| SET TASK |
Pictures don't belong in the copy. Set down the lines from the one containing "trace the outline of balcony railing" through the last line, exactly as they are.

Labeled area outline items
## BEGIN

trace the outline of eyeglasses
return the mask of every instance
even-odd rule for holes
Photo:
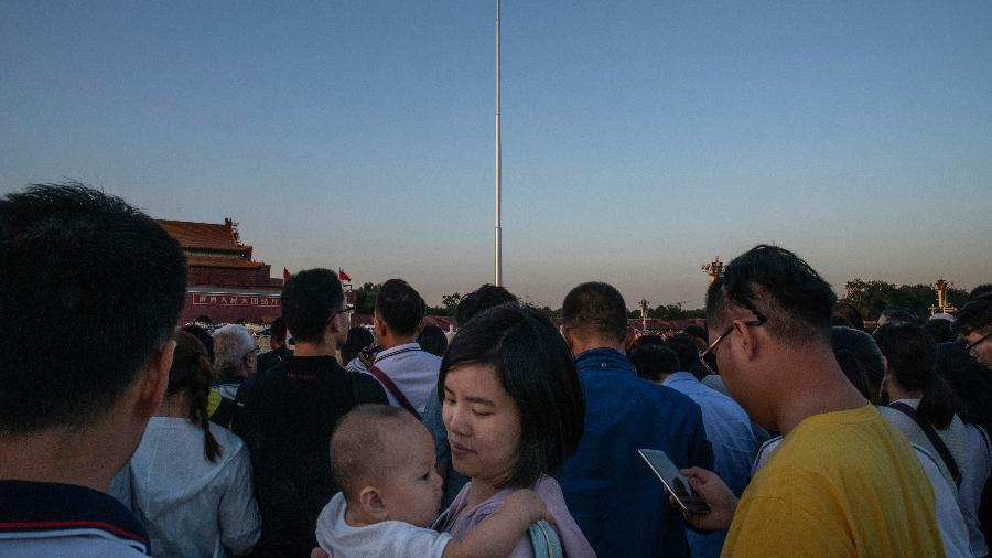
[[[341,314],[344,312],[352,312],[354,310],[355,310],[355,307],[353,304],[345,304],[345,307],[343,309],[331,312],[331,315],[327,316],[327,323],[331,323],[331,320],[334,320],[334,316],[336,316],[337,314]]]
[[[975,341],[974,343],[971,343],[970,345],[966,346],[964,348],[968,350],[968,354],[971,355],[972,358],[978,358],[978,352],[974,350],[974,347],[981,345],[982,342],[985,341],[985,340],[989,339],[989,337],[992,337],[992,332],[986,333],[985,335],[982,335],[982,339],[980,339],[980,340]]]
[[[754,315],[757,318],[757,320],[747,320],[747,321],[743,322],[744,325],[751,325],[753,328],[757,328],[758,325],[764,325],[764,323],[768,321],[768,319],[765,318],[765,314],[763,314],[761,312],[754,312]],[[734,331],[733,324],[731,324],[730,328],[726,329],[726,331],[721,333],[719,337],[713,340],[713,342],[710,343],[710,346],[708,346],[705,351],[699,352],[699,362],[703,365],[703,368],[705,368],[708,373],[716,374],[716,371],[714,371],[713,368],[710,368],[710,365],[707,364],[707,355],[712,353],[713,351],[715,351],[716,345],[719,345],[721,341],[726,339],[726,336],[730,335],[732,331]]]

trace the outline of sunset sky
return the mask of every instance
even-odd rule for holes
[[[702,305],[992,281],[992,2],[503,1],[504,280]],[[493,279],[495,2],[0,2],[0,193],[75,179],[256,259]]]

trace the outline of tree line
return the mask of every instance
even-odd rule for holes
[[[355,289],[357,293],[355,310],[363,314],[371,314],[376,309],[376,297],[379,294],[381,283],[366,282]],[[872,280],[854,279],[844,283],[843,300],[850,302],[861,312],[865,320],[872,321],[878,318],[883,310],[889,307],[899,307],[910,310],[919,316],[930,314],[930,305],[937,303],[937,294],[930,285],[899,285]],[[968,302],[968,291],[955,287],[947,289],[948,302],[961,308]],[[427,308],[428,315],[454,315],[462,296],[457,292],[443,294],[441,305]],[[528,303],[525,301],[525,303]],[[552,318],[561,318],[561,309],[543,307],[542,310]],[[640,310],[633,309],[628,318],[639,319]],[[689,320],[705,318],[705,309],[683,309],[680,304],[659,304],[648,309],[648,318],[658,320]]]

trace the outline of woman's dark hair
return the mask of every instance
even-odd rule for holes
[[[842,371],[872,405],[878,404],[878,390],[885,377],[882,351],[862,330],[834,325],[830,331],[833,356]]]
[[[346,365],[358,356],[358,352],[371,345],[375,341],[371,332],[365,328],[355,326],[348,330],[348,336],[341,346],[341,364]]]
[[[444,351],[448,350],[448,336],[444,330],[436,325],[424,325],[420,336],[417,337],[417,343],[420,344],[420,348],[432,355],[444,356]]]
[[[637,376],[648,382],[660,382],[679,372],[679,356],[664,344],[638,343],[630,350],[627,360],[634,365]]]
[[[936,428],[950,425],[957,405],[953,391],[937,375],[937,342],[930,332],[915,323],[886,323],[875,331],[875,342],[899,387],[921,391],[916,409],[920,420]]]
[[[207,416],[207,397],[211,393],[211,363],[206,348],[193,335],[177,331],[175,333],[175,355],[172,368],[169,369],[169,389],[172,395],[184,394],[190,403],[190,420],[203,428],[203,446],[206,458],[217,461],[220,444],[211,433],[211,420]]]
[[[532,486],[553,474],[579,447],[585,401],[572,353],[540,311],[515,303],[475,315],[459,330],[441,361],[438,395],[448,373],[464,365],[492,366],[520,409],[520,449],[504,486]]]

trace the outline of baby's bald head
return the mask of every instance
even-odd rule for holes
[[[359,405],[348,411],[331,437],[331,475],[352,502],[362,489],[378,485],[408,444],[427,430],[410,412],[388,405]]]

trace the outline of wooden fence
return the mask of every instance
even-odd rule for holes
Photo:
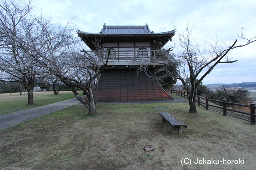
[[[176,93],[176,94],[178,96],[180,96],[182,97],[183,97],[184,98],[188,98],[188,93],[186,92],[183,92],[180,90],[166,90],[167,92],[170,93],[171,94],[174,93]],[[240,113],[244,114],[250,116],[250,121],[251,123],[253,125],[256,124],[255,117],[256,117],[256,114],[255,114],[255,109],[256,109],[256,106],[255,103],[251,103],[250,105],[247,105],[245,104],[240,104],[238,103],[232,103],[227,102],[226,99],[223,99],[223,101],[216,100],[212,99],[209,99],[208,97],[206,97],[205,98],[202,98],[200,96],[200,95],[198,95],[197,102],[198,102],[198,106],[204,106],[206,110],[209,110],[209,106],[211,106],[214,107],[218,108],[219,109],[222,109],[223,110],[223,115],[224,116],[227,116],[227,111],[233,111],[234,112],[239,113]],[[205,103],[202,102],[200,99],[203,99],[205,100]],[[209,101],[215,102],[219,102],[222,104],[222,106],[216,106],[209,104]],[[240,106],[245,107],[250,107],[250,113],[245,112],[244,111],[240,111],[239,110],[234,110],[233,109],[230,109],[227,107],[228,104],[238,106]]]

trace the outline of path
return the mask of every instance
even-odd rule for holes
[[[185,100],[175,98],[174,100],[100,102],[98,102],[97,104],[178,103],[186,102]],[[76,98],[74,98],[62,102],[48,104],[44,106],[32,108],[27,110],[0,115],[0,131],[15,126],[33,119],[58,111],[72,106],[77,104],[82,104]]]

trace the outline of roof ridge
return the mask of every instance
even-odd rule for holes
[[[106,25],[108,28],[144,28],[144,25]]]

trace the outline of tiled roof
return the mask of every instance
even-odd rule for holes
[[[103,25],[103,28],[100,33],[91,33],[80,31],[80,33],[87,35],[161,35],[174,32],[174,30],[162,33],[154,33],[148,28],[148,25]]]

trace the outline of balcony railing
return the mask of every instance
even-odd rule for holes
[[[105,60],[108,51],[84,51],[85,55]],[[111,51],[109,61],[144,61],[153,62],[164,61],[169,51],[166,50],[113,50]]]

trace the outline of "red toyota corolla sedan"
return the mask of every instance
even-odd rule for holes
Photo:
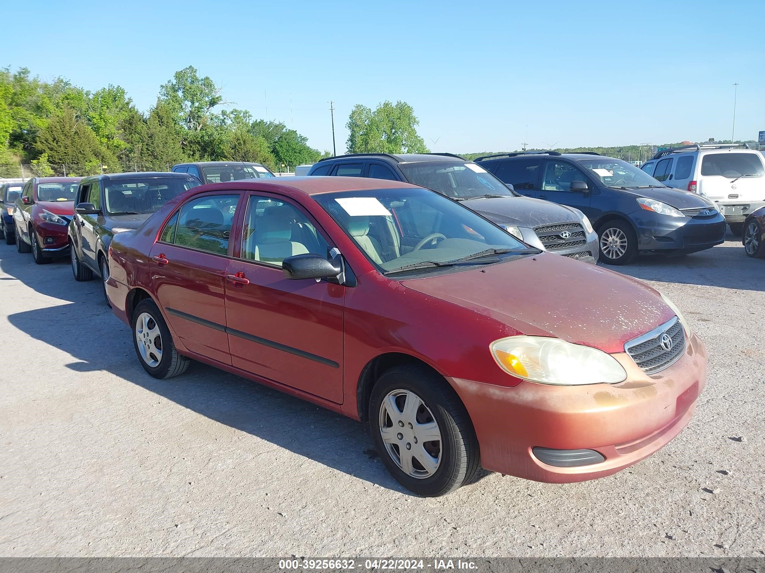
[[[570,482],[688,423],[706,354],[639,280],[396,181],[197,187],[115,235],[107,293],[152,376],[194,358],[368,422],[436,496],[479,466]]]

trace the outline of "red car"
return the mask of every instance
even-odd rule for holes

## END

| RESPONSE FOR THIS EXERCISE |
trace the outline of balcony railing
return the mask of every instance
even-odd rule for holes
[[[105,60],[108,51],[84,51],[85,55]],[[111,51],[109,61],[144,61],[153,62],[164,61],[169,51],[166,50],[113,50]]]

trace the outline of "red toyota corolla sedan"
return the mask of every instance
even-odd rule for holes
Photo:
[[[570,482],[688,423],[706,354],[639,280],[396,181],[197,187],[115,235],[107,293],[152,376],[194,358],[368,422],[436,496],[479,466]]]

trace the outline of "red car"
return the mask of every instance
even-odd rule for holes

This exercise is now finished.